▶ **Excerpt provided**:

Okay, so that won't be an issue.

>>>>   It probably doesn't matter with qemu as it is now, since it will 
>>>> bounce qemu_mutex, but it will hurt with large guests (especially 
>>>> if they have many rings).
>>>>
>>>> IMO we should get things to work well without riding on unrelated 
>>>> exits, especially as we're trying to reduce those exits.
>>>
>>> A block I/O request can potentially be very, very long lived.  By 
>>> serializing requests like this, there's a high likelihood that it's 
>>> going to kill performance with anything capable of processing 
>>> multiple requests.
>>
>> Right, that's why I suggested having a queue depth at which disabling 
>> notification kicks in.  The patch hardcodes this depth to 1, 
>> unpatched qemu is infinite, a good value is probably spindle count + 
>> VAT.
>
> That means we would need a user visible option which is quite 
> unfortunate.

We could guess it, perhaps.

> Also, that logic only really makes sense with cache=off.  With 
> cache=writethrough, you can get pathological cases whereas you have an 
> uncached access followed by cached accesses.  In fact, with 
> read-ahead, this is probably not an uncommon scenario.

So you'd increase the disable depths when cache!=none.

>>> OTOH, if we aggressively poll the ring when we have an opportunity 
>>> to, there's very little down side to that and it addresses the 
>>> serialization problem.

▶ **Raw records**:
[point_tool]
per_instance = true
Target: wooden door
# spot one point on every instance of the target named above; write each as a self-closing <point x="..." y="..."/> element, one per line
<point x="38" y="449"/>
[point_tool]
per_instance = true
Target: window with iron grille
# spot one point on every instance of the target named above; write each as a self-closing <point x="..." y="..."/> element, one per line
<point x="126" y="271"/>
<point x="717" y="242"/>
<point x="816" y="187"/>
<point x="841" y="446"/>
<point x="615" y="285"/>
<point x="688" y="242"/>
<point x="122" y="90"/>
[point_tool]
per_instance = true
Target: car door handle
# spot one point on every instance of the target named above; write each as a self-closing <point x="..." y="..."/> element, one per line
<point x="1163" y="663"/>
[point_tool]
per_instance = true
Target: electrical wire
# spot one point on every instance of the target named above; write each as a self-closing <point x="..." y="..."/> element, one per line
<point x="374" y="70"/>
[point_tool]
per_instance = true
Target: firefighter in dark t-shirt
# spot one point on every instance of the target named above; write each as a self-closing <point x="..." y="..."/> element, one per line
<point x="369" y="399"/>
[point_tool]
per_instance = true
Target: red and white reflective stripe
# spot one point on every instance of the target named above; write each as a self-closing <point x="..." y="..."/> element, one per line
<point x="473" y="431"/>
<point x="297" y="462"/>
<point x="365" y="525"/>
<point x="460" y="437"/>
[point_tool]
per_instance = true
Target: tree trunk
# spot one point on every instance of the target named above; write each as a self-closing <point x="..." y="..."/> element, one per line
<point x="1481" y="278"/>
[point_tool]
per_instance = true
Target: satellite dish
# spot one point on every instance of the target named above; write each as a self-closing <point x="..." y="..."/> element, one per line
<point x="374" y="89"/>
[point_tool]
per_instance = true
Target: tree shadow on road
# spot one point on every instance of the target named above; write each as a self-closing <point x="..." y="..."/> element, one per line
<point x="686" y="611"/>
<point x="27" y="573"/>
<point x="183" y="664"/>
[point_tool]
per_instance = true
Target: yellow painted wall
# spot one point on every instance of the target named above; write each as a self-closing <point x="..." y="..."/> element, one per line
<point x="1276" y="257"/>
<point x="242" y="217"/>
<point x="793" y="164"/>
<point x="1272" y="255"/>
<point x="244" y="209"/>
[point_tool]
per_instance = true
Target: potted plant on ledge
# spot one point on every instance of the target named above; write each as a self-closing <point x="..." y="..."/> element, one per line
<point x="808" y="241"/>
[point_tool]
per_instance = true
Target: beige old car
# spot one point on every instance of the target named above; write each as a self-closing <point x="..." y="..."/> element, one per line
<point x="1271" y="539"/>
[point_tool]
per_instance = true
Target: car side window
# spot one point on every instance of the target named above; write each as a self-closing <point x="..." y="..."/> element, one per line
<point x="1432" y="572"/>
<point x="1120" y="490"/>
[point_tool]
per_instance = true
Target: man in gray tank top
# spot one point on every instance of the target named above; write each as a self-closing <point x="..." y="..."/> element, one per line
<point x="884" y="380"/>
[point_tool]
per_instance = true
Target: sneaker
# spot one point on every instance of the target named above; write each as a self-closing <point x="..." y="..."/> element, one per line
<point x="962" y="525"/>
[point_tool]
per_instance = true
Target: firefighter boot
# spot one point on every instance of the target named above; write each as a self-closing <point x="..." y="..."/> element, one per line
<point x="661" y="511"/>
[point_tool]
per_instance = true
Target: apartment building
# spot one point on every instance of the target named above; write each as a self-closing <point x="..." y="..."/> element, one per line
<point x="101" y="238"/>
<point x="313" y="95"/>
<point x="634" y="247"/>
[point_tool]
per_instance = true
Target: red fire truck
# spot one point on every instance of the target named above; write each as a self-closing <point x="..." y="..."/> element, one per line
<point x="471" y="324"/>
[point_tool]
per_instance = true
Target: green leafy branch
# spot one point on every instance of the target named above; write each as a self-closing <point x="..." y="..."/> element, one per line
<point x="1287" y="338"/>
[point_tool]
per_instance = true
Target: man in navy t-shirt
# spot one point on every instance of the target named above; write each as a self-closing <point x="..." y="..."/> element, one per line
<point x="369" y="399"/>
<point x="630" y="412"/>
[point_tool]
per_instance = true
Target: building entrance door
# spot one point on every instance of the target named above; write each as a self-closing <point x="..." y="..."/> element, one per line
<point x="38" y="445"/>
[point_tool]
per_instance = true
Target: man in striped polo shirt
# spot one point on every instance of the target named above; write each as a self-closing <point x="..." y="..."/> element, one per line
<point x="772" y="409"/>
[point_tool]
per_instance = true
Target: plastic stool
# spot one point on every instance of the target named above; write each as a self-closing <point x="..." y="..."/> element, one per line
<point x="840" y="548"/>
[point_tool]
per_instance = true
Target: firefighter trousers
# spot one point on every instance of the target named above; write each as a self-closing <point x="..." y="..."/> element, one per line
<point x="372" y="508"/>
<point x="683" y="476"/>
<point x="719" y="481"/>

▶ **Goal A**:
In the qemu discussion, why does one participant expect serializing block I/O requests to hurt performance? Answer in one to three sentences.
▶ **Goal B**:
Transcribe part of the qemu discussion word for word. Begin at the words that have "We could guess" and stop after "an uncommon scenario.".
▶ **Goal C**:
Go on with the qemu discussion from the point where it stops.

▶ **Task response A**:
A block I/O request can potentially be very long lived. Serializing requests therefore makes it highly likely that performance will suffer on anything capable of processing multiple requests.

▶ **Task response B**:
We could guess it, perhaps.

> Also, that logic only really makes sense with cache=off.  With 
> cache=writethrough, you can get pathological cases whereas you have an 
> uncached access followed by cached accesses.  In fact, with 
> read-ahead, this is probably not an uncommon scenario.

▶ **Task response C**:
>>
>> But we can't guarantee that we'll get those opportunities, so it 
>> doesn't address the problem in a general way.  A guest that doesn't 
>> use hpet and only has a single virtio-blk device will not have any 
>> reason to exit to qemu.
>
> We can mitigate this with a timer but honestly, we need to do perf 
> measurements to see.  My feeling is that we will need some more 
> aggressive form of polling than just waiting for IO completion.  I 
> don't think queue depth is enough because it assumes that all requests 
> are equal.  When dealing with cache=off or even just storage with it's 
> own cache, that's simply not the case.

Maybe we can adapt behaviour dynamically based on how fast results come in.
Anthony Liguori Jan. 11, 2010, 3:22 p.m. UTC | #8
On 01/11/2010 09:19 AM, Avi Kivity wrote:
>>>> OTOH, if we aggressively poll the ring when we have an opportunity 
>>>> to, there's very little down side to that and it addresses the 
>>>> serialization problem.
>>>
>>> But we can't guarantee that we'll get those opportunities, so it 
>>> doesn't address the problem in a general way.  A guest that doesn't 
>>> use hpet and only has a single virtio-blk device will not have any 
>>> reason to exit to qemu.
>>
>> We can mitigate this with a timer but honestly, we need to do perf 
>> measurements to see.  My feeling is that we will need some more 
>> aggressive form of polling than just waiting for IO completion.  I 
>> don't think queue depth is enough because it assumes that all 
>> requests are equal.  When dealing with cache=off or even just storage 
>> with it's own cache, that's simply not the case.
>
> Maybe we can adapt behaviour dynamically based on how fast results 
> come in.

Based on our experiences with virtio-net, what I'd suggest is to make a 
lot of tunable options (ring size, various tx mitigation schemes, 
timeout durations, etc) and then we can do some deep performance studies 
to see how things interact with each other.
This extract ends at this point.